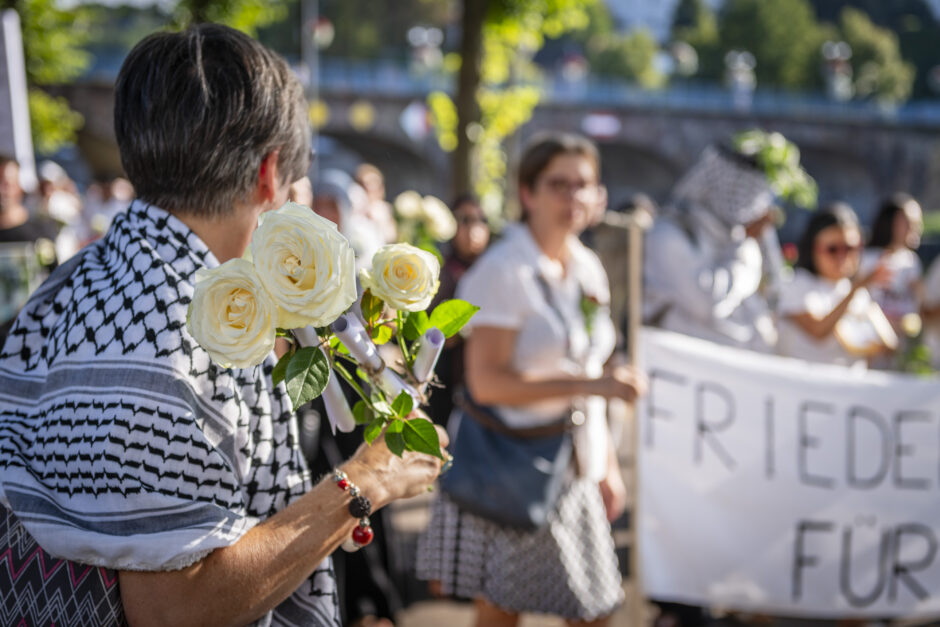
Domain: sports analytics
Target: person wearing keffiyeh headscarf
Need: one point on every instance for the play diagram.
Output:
* * *
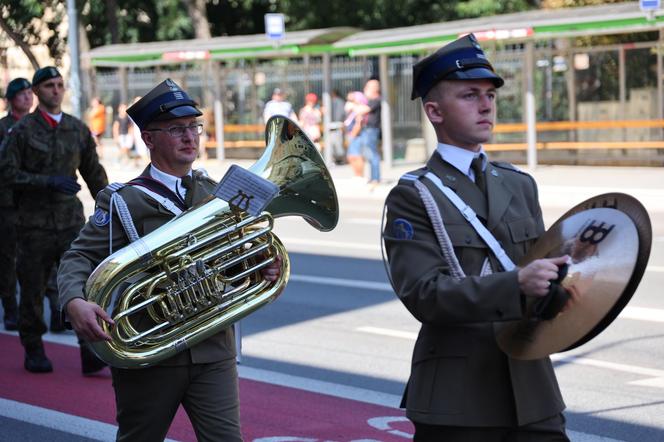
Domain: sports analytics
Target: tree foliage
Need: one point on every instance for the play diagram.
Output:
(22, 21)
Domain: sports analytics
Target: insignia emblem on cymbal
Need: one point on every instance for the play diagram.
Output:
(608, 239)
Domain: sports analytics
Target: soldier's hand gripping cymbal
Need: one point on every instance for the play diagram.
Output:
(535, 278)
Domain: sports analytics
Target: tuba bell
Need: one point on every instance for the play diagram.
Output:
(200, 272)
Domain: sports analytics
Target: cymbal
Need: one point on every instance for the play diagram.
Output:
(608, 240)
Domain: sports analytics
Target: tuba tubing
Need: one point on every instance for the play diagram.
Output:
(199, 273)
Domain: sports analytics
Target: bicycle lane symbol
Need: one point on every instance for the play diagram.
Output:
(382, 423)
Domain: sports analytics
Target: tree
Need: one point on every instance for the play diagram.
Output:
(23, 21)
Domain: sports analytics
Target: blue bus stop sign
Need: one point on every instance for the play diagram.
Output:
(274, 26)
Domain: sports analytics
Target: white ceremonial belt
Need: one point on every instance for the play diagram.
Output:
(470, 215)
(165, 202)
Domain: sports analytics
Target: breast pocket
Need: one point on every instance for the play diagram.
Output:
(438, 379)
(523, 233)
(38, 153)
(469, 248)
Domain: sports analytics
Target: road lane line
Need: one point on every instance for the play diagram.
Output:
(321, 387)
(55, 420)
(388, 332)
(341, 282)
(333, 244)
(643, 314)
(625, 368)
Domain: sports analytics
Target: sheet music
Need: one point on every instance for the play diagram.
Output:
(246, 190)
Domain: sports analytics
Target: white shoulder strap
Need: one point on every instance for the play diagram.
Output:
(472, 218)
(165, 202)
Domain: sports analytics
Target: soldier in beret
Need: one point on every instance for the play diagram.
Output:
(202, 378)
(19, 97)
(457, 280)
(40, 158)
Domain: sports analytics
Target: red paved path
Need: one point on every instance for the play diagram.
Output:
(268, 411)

#### Problem
The answer must be every line from the records above that contains the word "white", copied out.

#### Reply
Target: white ceremonial belt
Target: white shoulder strap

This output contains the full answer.